Travail demandé: Réécris sous forme de tableau Markdown les lignes des entrées, en partant du début des entrées et en allant jusqu'à la ligne contenant « [347,146,391,169] », celle-ci comprise. Mets dans la colonne « N° » le numéro de rang et dans la colonne « Ligne » le texte, sans reprendre les lignes vides.

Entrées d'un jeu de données
=======
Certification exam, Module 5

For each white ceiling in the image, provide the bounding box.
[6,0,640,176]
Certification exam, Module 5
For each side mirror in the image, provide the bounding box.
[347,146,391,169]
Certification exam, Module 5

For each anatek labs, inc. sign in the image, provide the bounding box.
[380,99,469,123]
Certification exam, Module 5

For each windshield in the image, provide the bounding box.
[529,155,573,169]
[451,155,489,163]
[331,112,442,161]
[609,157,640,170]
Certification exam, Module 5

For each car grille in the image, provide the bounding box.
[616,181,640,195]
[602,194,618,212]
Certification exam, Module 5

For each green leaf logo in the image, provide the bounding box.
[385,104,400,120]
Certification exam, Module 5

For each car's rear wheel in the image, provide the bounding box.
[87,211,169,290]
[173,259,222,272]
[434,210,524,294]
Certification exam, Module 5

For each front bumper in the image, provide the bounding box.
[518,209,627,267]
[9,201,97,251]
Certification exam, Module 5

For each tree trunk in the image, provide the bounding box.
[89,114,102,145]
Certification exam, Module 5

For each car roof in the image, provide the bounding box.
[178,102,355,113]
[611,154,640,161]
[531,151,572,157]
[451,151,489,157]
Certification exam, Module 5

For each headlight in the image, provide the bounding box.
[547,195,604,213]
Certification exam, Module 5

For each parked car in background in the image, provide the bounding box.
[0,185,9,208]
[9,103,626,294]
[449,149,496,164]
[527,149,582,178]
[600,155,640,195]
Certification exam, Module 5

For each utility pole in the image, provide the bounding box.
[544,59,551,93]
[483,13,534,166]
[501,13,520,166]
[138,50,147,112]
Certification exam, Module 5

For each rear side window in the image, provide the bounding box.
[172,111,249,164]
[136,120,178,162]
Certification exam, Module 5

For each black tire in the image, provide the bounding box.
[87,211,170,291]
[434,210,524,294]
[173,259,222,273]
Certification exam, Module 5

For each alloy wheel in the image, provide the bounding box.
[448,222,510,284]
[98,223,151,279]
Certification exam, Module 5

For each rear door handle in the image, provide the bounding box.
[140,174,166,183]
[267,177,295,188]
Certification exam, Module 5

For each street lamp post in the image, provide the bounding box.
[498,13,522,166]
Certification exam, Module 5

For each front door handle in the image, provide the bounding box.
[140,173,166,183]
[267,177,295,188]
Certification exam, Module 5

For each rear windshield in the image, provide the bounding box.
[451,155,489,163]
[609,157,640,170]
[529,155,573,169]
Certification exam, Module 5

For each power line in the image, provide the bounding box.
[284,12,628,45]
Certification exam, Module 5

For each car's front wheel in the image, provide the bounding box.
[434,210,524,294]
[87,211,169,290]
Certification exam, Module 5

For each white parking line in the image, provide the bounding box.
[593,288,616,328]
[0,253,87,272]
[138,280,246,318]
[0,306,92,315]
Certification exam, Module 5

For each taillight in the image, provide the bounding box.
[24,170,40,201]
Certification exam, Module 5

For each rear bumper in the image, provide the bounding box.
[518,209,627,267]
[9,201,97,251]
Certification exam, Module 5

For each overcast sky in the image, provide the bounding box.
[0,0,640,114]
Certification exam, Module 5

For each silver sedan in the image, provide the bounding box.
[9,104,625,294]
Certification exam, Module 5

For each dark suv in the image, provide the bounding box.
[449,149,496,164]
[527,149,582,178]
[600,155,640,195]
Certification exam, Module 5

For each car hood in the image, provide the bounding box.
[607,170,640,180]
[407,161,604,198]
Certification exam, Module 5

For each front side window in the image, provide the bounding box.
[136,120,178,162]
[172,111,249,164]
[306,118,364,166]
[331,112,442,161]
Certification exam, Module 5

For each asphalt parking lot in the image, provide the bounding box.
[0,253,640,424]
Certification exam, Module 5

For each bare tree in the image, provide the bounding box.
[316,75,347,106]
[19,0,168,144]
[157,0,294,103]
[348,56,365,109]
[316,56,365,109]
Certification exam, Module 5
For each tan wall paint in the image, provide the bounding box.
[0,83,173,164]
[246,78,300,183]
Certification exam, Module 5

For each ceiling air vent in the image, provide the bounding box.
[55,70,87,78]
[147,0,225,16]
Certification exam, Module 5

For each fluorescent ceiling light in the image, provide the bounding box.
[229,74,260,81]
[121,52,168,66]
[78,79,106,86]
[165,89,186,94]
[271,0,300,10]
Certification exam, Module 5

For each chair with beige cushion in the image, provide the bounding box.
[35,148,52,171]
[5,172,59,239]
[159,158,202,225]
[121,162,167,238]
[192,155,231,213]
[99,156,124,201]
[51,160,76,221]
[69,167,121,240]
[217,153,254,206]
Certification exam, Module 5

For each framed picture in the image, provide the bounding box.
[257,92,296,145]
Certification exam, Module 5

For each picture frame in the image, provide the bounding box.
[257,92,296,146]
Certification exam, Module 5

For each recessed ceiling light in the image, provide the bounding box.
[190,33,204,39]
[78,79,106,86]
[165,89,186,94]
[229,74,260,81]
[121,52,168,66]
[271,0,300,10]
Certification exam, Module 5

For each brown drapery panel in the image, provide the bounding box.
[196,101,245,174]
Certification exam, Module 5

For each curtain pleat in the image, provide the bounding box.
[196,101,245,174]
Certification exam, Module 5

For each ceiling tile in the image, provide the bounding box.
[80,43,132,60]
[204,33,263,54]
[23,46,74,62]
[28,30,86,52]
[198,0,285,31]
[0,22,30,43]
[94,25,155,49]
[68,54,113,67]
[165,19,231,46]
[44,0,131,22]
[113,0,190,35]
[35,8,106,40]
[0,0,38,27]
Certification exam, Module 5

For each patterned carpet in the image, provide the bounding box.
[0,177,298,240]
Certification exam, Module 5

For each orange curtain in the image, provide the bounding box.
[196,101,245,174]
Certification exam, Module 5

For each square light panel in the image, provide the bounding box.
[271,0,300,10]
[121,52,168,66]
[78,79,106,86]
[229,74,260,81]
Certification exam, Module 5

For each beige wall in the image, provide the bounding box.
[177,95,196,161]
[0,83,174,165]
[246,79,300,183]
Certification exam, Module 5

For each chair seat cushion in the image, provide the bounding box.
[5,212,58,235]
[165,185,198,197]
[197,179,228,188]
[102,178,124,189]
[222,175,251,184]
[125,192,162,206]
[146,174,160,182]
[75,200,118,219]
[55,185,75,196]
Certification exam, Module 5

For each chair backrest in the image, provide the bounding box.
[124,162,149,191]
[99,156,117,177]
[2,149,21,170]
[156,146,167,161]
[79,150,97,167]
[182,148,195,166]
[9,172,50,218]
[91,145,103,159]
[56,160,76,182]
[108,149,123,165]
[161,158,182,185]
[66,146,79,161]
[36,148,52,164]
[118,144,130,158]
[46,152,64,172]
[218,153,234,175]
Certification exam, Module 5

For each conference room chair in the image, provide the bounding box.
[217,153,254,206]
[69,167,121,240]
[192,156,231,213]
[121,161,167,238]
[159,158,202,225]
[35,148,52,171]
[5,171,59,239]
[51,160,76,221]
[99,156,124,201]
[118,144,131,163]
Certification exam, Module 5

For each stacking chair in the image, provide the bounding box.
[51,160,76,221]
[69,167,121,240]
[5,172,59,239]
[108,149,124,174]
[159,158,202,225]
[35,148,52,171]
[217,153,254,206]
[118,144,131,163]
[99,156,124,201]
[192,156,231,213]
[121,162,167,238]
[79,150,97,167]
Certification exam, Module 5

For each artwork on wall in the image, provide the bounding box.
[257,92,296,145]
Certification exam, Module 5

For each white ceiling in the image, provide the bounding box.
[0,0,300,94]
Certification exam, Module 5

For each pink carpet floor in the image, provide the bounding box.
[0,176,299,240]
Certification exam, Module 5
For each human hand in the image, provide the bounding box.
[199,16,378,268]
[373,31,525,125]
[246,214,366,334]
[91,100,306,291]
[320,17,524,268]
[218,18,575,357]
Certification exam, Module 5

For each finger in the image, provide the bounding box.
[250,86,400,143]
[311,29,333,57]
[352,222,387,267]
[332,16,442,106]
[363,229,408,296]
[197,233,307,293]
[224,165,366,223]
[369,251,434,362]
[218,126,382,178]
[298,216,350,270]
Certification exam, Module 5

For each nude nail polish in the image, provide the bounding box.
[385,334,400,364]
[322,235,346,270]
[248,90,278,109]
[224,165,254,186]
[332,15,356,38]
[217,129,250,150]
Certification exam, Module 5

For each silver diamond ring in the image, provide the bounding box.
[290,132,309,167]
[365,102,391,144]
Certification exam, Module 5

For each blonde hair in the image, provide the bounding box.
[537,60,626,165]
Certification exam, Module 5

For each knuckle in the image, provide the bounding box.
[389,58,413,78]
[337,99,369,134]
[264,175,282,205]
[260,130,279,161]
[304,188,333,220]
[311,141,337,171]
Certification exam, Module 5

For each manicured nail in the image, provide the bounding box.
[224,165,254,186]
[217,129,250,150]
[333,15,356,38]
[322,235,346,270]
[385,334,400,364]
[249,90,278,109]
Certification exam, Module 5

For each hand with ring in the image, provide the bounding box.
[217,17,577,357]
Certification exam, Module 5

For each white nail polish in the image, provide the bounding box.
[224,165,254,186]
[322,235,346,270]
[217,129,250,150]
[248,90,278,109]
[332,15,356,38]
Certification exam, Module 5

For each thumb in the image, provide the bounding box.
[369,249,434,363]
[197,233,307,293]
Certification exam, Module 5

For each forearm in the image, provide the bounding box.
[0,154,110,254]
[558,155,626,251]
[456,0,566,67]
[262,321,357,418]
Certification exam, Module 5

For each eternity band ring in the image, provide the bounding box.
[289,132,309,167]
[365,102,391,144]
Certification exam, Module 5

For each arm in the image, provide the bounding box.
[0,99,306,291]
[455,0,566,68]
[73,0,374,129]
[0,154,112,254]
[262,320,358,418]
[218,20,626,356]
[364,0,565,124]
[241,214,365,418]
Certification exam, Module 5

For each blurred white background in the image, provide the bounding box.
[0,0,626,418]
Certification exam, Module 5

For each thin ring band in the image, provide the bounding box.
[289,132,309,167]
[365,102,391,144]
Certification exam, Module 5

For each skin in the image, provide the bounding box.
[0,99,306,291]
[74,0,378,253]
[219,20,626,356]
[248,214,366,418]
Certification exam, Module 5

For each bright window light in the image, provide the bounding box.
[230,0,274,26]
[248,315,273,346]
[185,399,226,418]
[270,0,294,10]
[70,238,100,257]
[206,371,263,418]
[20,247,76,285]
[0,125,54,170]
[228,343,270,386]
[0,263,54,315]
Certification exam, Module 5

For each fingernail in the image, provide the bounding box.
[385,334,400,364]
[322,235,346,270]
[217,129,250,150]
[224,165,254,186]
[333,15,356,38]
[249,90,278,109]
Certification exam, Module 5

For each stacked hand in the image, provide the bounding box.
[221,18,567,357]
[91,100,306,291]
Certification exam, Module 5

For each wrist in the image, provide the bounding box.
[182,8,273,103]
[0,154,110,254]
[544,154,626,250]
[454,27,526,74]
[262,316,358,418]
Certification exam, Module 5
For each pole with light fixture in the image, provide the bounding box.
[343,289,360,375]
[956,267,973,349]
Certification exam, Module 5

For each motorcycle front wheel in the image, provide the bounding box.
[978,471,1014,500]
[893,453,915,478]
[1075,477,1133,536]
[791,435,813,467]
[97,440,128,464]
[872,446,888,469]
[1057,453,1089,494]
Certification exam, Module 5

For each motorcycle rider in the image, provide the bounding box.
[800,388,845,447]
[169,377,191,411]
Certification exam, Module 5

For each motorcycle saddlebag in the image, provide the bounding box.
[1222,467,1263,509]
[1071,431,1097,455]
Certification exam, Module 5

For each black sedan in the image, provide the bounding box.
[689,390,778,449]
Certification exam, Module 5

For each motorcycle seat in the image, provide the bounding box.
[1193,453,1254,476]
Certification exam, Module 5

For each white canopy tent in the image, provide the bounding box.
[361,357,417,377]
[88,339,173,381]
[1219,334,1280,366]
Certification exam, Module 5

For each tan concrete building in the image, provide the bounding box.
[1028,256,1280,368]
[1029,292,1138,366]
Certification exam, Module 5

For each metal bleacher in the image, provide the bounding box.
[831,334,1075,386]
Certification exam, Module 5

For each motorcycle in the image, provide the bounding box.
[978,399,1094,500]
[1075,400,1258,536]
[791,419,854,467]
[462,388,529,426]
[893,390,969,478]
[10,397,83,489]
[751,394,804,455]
=======
Tâche réalisée:
| N° | Ligne |
|---|---|
| 1 | Certification exam, Module 5 |
| 2 | For each white ceiling in the image, provide the bounding box. |
| 3 | [6,0,640,176] |
| 4 | Certification exam, Module 5 |
| 5 | For each side mirror in the image, provide the bounding box. |
| 6 | [347,146,391,169] |